Source passage:

Commonhold has been defined as “a variant of freehold” which ameliorates the worst aspects of leaseholds. Typically, its structure is a multi-occupancy building that is divided into freehold units enabling each individual unit to own its own freehold. The common parts (staircases and hallways) are owned and managed by a commonhold association which is a registered company that is itself owned by the freeholders of the flats. The scheme does not provide for a joint system of ownership – it vests the responsibility in all owners of the flats to manage the common and external parts of the property. It eliminates the possibility of landlords imposing onerous rents in short leases and of disproportionate burden on tenants. 

The establishment of a Commonhold Council allows tenants to control the administration of their estate in respect of allocation of resources and collection of service charges. The commonhold property unit on a residential estate allows the positive covenants to bind buyers of the original interest and transfers the ownership of the freehold block with the tenants. Also, no rent is charged. The commonhold association is a limited company and it is possible to remove it from the Companies House Register. 

Why change it?

The lack of control for tenants over management decisions along with the autonomy for leaseholders is central to the revival of the commonhold unit. The Law Commission report, ‘Reinvigorating commonhold: the alternative to leasehold ownership’ (21 July 2020) believes it will significantly increase control for tenants in making a choice in improving the service on their properties and that the creation of the Commonhold Council is an innovation which will galvanise local commonhold associations into taking more management decisions over their property. It consists of removing the service charge in leases by more standardised procedures for ‘commonhold assessment’, which avoids the inconsistent calculation of standard service charge provisions in leases. The community statement issued by the Commonhold Council will lead to the commonhold assessment, which will include the costs of managing the building (such as insuring, maintaining, cleaning and repairing) and will also enable the adoption of the ‘articles of association’ which frame how the commonhold association conducts itself and takes the management decisions on how to elect its hierarchy in the same manner as “how directors can be appointed” (para 1.17).

Exercise requirements:
Answer these questions using the commonhold passage:
1. Who owns and manages the common parts, such as staircases and hallways?
2. On what date was the Law Commission report on commonhold issued?
3. Which building costs does the text say the commonhold assessment will include?
Rely solely on the commonhold passage and consult no other source.

Available data:
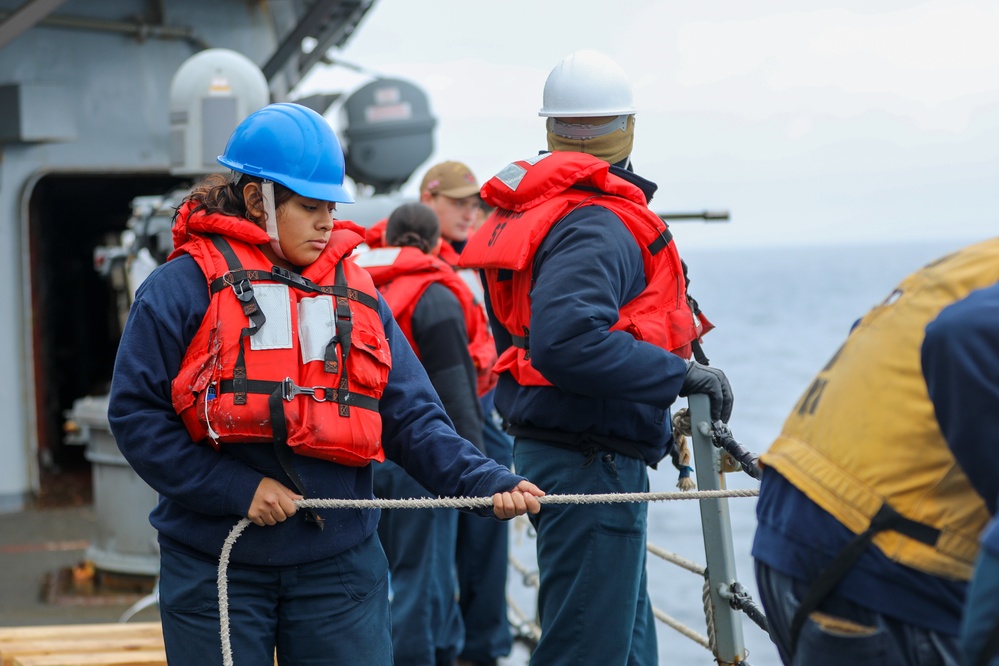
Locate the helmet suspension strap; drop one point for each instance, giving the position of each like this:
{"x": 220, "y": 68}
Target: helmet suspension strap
{"x": 270, "y": 213}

Exercise output:
1. A commonhold association owns and manages them. It is a registered company owned by the freeholders of the flats.
2. 21 July 2020.
3. The costs of managing the building, such as insuring, maintaining, cleaning and repairing.